Region pointing data

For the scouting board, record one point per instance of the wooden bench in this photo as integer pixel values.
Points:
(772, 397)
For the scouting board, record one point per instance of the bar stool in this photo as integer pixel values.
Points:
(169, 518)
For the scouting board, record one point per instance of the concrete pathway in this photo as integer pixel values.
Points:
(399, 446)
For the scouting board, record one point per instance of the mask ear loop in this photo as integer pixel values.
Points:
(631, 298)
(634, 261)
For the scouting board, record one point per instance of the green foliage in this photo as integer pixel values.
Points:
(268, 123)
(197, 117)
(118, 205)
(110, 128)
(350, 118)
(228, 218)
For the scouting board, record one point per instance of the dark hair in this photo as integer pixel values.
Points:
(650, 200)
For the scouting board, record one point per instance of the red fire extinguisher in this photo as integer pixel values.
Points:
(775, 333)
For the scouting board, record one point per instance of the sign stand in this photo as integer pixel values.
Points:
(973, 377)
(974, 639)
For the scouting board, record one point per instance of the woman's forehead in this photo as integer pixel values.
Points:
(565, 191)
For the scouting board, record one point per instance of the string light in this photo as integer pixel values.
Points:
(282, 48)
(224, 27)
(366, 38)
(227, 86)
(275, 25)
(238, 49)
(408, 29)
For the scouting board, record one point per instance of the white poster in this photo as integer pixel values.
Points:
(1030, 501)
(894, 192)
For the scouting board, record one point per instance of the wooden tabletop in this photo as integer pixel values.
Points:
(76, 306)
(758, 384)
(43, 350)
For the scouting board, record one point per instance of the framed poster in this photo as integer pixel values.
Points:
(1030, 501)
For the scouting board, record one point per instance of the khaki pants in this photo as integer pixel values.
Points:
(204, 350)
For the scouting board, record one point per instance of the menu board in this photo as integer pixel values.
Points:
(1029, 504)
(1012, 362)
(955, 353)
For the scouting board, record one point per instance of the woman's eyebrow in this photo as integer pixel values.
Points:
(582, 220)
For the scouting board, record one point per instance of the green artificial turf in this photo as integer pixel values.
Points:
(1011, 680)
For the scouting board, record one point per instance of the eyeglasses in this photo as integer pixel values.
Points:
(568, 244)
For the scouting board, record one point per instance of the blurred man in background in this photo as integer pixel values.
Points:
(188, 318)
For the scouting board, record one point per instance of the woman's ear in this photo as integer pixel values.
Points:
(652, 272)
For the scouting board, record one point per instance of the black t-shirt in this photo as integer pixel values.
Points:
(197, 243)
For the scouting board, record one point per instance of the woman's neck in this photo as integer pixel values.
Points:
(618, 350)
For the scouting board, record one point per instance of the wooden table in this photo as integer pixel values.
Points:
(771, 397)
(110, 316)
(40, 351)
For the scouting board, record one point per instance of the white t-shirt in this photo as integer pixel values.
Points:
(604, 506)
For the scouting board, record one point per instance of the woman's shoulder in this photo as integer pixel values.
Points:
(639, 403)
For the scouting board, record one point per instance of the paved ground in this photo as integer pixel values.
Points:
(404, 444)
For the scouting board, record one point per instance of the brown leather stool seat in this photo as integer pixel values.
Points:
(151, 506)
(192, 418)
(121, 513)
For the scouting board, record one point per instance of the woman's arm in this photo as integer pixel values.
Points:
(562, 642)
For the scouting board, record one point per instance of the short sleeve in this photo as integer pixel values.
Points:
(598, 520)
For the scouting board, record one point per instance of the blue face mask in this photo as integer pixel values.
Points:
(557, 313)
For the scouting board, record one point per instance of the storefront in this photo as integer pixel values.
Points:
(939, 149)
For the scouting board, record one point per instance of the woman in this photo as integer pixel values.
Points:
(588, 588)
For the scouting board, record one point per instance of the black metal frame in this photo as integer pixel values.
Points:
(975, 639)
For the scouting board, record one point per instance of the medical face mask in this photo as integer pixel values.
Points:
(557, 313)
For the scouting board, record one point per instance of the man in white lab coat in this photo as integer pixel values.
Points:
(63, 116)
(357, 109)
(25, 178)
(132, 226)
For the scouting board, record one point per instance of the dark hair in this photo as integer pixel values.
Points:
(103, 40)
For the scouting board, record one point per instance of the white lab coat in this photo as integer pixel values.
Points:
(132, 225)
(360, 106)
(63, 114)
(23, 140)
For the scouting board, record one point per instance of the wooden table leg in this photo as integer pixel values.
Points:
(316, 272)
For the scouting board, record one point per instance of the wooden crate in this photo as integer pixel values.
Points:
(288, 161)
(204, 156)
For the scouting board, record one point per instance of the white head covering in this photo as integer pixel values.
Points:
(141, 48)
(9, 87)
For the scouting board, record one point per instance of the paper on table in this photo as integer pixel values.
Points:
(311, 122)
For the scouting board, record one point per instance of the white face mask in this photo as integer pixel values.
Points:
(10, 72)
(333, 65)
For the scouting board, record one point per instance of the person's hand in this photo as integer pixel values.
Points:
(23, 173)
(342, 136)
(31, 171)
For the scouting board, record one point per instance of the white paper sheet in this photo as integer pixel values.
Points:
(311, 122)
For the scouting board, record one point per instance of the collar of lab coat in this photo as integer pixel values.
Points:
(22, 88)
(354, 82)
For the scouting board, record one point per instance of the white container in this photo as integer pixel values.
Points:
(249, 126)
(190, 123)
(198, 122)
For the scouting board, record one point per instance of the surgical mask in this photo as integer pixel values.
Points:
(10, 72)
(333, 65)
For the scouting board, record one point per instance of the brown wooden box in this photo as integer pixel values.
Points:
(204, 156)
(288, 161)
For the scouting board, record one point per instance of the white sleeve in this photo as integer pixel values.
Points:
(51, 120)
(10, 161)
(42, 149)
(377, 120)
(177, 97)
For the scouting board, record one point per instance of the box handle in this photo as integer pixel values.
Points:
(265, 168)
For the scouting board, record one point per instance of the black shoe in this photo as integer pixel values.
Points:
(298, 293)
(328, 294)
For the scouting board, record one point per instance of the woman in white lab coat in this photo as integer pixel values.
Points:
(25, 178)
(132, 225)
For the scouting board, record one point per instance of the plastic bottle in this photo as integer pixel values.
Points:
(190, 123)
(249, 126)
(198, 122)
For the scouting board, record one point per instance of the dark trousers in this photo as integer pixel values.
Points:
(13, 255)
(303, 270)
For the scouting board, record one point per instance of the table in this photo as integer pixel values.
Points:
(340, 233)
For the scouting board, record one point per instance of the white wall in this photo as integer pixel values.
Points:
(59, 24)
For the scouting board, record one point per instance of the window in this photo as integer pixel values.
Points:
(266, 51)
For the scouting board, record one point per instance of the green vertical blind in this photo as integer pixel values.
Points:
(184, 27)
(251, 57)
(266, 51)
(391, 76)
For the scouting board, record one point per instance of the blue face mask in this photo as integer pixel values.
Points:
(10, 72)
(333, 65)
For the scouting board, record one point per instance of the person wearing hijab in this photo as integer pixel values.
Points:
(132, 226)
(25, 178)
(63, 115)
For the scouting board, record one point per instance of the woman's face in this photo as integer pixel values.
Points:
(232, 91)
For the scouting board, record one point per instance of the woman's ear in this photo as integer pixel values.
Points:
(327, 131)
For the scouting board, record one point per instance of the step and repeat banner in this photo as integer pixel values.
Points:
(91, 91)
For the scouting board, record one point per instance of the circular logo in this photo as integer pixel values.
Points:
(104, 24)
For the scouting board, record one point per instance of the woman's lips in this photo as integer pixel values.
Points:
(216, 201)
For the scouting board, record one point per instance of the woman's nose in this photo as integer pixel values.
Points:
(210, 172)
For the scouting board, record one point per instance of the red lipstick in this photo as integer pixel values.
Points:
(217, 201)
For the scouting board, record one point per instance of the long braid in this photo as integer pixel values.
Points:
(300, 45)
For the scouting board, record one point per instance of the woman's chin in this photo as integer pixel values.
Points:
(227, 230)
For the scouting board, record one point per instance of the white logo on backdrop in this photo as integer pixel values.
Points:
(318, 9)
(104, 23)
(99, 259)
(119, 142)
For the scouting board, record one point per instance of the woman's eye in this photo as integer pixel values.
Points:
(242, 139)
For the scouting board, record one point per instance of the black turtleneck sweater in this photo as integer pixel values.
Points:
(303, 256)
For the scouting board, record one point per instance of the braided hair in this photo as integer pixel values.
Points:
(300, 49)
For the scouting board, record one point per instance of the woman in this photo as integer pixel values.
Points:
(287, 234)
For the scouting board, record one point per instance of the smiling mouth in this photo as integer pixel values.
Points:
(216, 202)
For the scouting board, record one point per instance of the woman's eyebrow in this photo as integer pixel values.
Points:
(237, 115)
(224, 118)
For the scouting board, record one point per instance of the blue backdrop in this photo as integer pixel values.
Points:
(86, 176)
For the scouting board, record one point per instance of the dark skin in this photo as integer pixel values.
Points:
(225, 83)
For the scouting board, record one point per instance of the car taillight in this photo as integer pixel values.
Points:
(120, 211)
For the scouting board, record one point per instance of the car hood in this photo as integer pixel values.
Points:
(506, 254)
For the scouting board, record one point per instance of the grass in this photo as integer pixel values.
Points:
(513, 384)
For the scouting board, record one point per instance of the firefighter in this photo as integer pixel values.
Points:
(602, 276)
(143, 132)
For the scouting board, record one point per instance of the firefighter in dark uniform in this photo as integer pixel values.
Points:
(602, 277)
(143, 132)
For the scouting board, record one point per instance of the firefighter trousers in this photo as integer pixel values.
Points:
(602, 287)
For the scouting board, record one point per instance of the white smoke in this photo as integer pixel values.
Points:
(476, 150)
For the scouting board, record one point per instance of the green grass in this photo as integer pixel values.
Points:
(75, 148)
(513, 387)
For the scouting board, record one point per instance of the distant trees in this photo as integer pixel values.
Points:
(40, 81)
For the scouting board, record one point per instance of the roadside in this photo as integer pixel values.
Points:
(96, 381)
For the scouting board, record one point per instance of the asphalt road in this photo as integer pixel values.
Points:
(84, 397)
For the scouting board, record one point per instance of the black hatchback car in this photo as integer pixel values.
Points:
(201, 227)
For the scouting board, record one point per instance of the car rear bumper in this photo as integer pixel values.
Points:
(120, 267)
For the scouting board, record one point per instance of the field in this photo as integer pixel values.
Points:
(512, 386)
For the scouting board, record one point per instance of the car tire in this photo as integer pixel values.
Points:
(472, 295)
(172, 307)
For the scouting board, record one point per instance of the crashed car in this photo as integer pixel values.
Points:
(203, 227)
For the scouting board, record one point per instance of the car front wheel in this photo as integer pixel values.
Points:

### YOUR GOAL
Among the entries above, find every line holding "sleeve" and copy it.

### WRITTEN SOLUTION
For the scouting board, record one point per instance of the short sleeve in this photo as integer pixel values.
For the scouting board, record one point per instance of the white sleeve in this photo as integer pixel values.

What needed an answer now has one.